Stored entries
▬▬▬

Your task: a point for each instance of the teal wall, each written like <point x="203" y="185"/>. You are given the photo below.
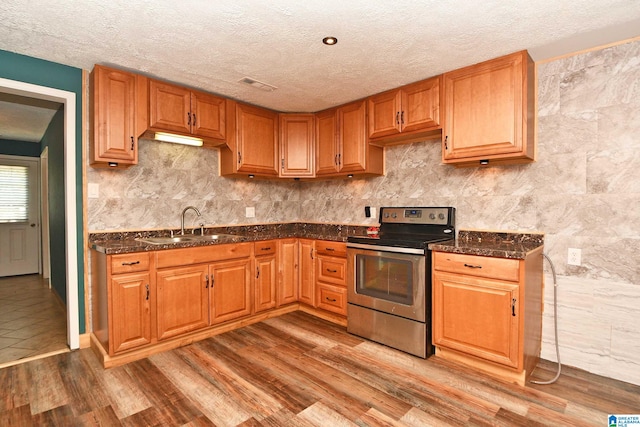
<point x="19" y="148"/>
<point x="50" y="74"/>
<point x="54" y="139"/>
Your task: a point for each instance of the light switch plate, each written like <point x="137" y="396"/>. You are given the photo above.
<point x="93" y="190"/>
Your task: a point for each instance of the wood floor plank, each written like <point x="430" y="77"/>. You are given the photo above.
<point x="214" y="404"/>
<point x="296" y="370"/>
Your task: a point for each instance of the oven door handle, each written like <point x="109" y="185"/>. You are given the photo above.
<point x="393" y="249"/>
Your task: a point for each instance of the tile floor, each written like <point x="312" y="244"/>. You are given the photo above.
<point x="32" y="319"/>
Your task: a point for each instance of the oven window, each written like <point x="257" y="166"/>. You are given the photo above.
<point x="386" y="278"/>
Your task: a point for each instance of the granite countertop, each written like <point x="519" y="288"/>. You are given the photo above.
<point x="489" y="243"/>
<point x="125" y="242"/>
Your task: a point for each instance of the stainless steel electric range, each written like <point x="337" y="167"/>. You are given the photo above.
<point x="389" y="277"/>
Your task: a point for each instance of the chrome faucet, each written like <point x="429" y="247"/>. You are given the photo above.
<point x="183" y="213"/>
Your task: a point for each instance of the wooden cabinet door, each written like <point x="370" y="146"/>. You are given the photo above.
<point x="129" y="315"/>
<point x="352" y="138"/>
<point x="113" y="111"/>
<point x="297" y="145"/>
<point x="208" y="116"/>
<point x="182" y="300"/>
<point x="486" y="110"/>
<point x="230" y="293"/>
<point x="420" y="106"/>
<point x="265" y="282"/>
<point x="289" y="271"/>
<point x="256" y="140"/>
<point x="169" y="107"/>
<point x="307" y="272"/>
<point x="477" y="316"/>
<point x="384" y="114"/>
<point x="326" y="143"/>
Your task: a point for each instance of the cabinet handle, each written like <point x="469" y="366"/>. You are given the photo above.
<point x="472" y="266"/>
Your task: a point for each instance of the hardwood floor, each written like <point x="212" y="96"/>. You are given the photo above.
<point x="32" y="320"/>
<point x="296" y="370"/>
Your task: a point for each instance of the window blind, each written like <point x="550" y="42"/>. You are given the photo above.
<point x="14" y="193"/>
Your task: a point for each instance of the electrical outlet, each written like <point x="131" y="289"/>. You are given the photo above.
<point x="574" y="256"/>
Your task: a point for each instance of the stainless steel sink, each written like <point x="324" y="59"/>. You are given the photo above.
<point x="183" y="239"/>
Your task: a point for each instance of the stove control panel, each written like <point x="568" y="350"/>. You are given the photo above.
<point x="428" y="215"/>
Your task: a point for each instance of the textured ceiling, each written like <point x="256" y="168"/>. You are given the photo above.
<point x="211" y="45"/>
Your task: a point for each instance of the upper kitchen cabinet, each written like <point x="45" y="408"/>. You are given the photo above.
<point x="489" y="111"/>
<point x="252" y="143"/>
<point x="408" y="114"/>
<point x="342" y="146"/>
<point x="115" y="128"/>
<point x="297" y="146"/>
<point x="180" y="110"/>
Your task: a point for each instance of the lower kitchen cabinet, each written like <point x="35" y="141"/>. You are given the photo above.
<point x="182" y="300"/>
<point x="122" y="300"/>
<point x="487" y="311"/>
<point x="230" y="293"/>
<point x="307" y="272"/>
<point x="265" y="275"/>
<point x="331" y="267"/>
<point x="288" y="271"/>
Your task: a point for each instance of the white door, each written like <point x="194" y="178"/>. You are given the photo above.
<point x="19" y="216"/>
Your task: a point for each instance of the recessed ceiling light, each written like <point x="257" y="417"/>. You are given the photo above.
<point x="329" y="41"/>
<point x="258" y="84"/>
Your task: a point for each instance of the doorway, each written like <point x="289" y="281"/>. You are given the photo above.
<point x="68" y="99"/>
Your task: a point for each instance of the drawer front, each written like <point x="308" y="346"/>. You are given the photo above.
<point x="202" y="254"/>
<point x="325" y="247"/>
<point x="481" y="266"/>
<point x="267" y="247"/>
<point x="332" y="298"/>
<point x="332" y="270"/>
<point x="129" y="263"/>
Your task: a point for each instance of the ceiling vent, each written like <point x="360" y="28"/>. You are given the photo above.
<point x="258" y="84"/>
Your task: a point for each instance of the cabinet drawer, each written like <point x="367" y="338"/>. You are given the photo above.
<point x="129" y="263"/>
<point x="332" y="270"/>
<point x="481" y="266"/>
<point x="324" y="247"/>
<point x="332" y="298"/>
<point x="268" y="247"/>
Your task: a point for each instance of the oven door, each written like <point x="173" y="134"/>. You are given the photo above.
<point x="387" y="279"/>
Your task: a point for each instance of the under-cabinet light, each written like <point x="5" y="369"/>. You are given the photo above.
<point x="178" y="139"/>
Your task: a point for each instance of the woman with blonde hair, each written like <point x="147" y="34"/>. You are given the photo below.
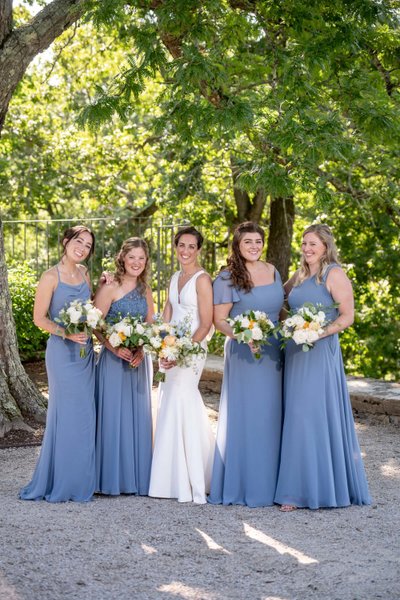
<point x="321" y="464"/>
<point x="123" y="393"/>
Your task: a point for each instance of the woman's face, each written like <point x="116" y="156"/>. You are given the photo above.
<point x="135" y="262"/>
<point x="187" y="250"/>
<point x="251" y="246"/>
<point x="313" y="249"/>
<point x="78" y="248"/>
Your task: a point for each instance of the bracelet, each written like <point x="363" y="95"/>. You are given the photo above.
<point x="60" y="332"/>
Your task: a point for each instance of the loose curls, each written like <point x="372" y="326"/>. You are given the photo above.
<point x="236" y="263"/>
<point x="330" y="256"/>
<point x="126" y="247"/>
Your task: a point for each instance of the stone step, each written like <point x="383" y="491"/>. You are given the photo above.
<point x="368" y="396"/>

▬▬▬

Format every one of the lines above as a numbered list, leaving out the pictures and any blank lines.

→ **Exercise answer**
1. Your task: a point for each instance of the teal wall, each written like <point x="203" y="185"/>. You are given the photo below.
2. <point x="19" y="148"/>
3. <point x="50" y="74"/>
4. <point x="54" y="139"/>
5. Your task: a point for each instance of the light switch plate, each written like <point x="137" y="396"/>. You are given the photo above.
6. <point x="93" y="190"/>
7. Your task: a point for each instance of the wood floor plank, each written like <point x="430" y="77"/>. You are given the photo above.
8. <point x="214" y="404"/>
9. <point x="296" y="370"/>
10. Your task: a point for each instance of the oven door handle, each written like <point x="109" y="185"/>. You are given the photo above.
11. <point x="393" y="249"/>
12. Your task: a point for each instance of the tile floor, each written like <point x="312" y="244"/>. You are given the photo above.
13. <point x="32" y="319"/>
14. Your task: a point for each instance of the oven window, each written like <point x="257" y="166"/>. You are given the photo above.
15. <point x="386" y="278"/>
16. Your task: a point for each instance of the granite countertop, each written like <point x="519" y="288"/>. You are given the photo above.
17. <point x="489" y="243"/>
18. <point x="125" y="242"/>
19. Your task: a point for each instance of the stainless steel electric range, each written like <point x="337" y="167"/>. You are given the photo above.
20. <point x="389" y="277"/>
21. Your task: a point for each instance of the chrome faucet, each written like <point x="429" y="247"/>. You are given the photo above.
22. <point x="183" y="213"/>
23. Your task: a point for each instance of the wooden cabinet door, each written like <point x="370" y="146"/>. You are given the photo above.
24. <point x="129" y="315"/>
25. <point x="352" y="138"/>
26. <point x="113" y="111"/>
27. <point x="297" y="145"/>
28. <point x="208" y="116"/>
29. <point x="182" y="300"/>
30. <point x="486" y="110"/>
31. <point x="230" y="293"/>
32. <point x="420" y="106"/>
33. <point x="265" y="282"/>
34. <point x="289" y="271"/>
35. <point x="256" y="140"/>
36. <point x="169" y="107"/>
37. <point x="307" y="272"/>
38. <point x="477" y="316"/>
39. <point x="384" y="114"/>
40. <point x="326" y="143"/>
41. Your task: a point for each instance of the cabinet handle, each written like <point x="469" y="366"/>. You are given the photo above.
42. <point x="472" y="266"/>
43. Your task: a point for each instance of the hardwood floor, each written like <point x="212" y="96"/>. You are given the photo above.
44. <point x="32" y="320"/>
45. <point x="296" y="370"/>
46. Your task: a point for each instance of the window blind, each written like <point x="550" y="42"/>. You are given the photo above.
47. <point x="14" y="193"/>
48. Your task: a point for each instance of the electrical outlet, each written like <point x="131" y="289"/>. You are given the photo above.
49. <point x="574" y="256"/>
50. Your task: a point for each instance of the stainless steel sink, each written like <point x="324" y="59"/>. You are given the photo above.
51. <point x="183" y="239"/>
52. Your task: a point for each instance of the stove control panel, each written like <point x="568" y="350"/>. You are given the photo above.
53. <point x="428" y="215"/>
54. Your task: a point for each instance of the textured ceiling, each written like <point x="256" y="168"/>. You are given the photo above.
55. <point x="211" y="45"/>
56. Your task: a point for each instance of the upper kitchen cabinet, each written like <point x="45" y="408"/>. You are given the photo above.
57. <point x="489" y="111"/>
58. <point x="252" y="143"/>
59. <point x="408" y="114"/>
60. <point x="342" y="146"/>
61. <point x="115" y="128"/>
62. <point x="297" y="146"/>
63. <point x="180" y="110"/>
64. Your task: a point for each instance of the lower kitchen cabinet, each written like <point x="35" y="141"/>. You are given the photo above.
65. <point x="182" y="300"/>
66. <point x="122" y="300"/>
67. <point x="487" y="311"/>
68. <point x="230" y="293"/>
69. <point x="307" y="272"/>
70. <point x="265" y="275"/>
71. <point x="331" y="267"/>
72. <point x="288" y="271"/>
73. Your task: a point for each instance of the white door, each written like <point x="194" y="178"/>. You are given the photo above.
74. <point x="19" y="216"/>
75. Your task: a point for each instance of the recessed ceiling light, each written like <point x="257" y="417"/>. You are given the photo above.
76. <point x="329" y="41"/>
77. <point x="258" y="84"/>
78. Your task: a point for each instance of the doorway, each written like <point x="289" y="281"/>. You are given the photo above.
79. <point x="68" y="99"/>
80. Your task: a point for each instance of the drawer front, each written like <point x="308" y="346"/>. You are given the photo above.
81. <point x="202" y="254"/>
82. <point x="325" y="247"/>
83. <point x="481" y="266"/>
84. <point x="267" y="247"/>
85. <point x="332" y="298"/>
86. <point x="332" y="270"/>
87. <point x="129" y="263"/>
88. Your task: a point for each instance of the ceiling vent, each written like <point x="360" y="28"/>. You are given the photo above.
89. <point x="258" y="84"/>
90. Your task: a point for each instance of the cabinet drawer, each written like <point x="367" y="338"/>. You are given the photo above.
91. <point x="129" y="263"/>
92. <point x="332" y="270"/>
93. <point x="481" y="266"/>
94. <point x="324" y="247"/>
95. <point x="332" y="298"/>
96. <point x="268" y="247"/>
97. Your task: a point for each instance of the oven door, each written like <point x="173" y="134"/>. You are given the photo above.
98. <point x="387" y="279"/>
99. Your task: a point for each instance of the under-cabinet light, each written like <point x="5" y="369"/>. You are given the photo above.
100. <point x="178" y="139"/>
101. Your task: a point for each instance of the woman with blonde hair, each written like <point x="147" y="34"/>. You are given the photo below.
102. <point x="321" y="464"/>
103. <point x="123" y="393"/>
104. Your task: a point for each instance of the woman's face, each written like <point x="116" y="156"/>. You are given the photo above.
105. <point x="135" y="262"/>
106. <point x="187" y="250"/>
107. <point x="251" y="246"/>
108. <point x="313" y="249"/>
109. <point x="78" y="248"/>
110. Your task: a point for each instance of the bracelet, each written like <point x="363" y="95"/>. You are given the photo above.
111. <point x="60" y="332"/>
112. Your task: a point for each instance of the loose curls, each written like <point x="372" y="326"/>. You are given the photo above.
113. <point x="236" y="263"/>
114. <point x="330" y="256"/>
115. <point x="126" y="247"/>
116. Your task: a point for each instance of the stone step, each written like <point x="383" y="491"/>. You are given the photo above.
117. <point x="368" y="396"/>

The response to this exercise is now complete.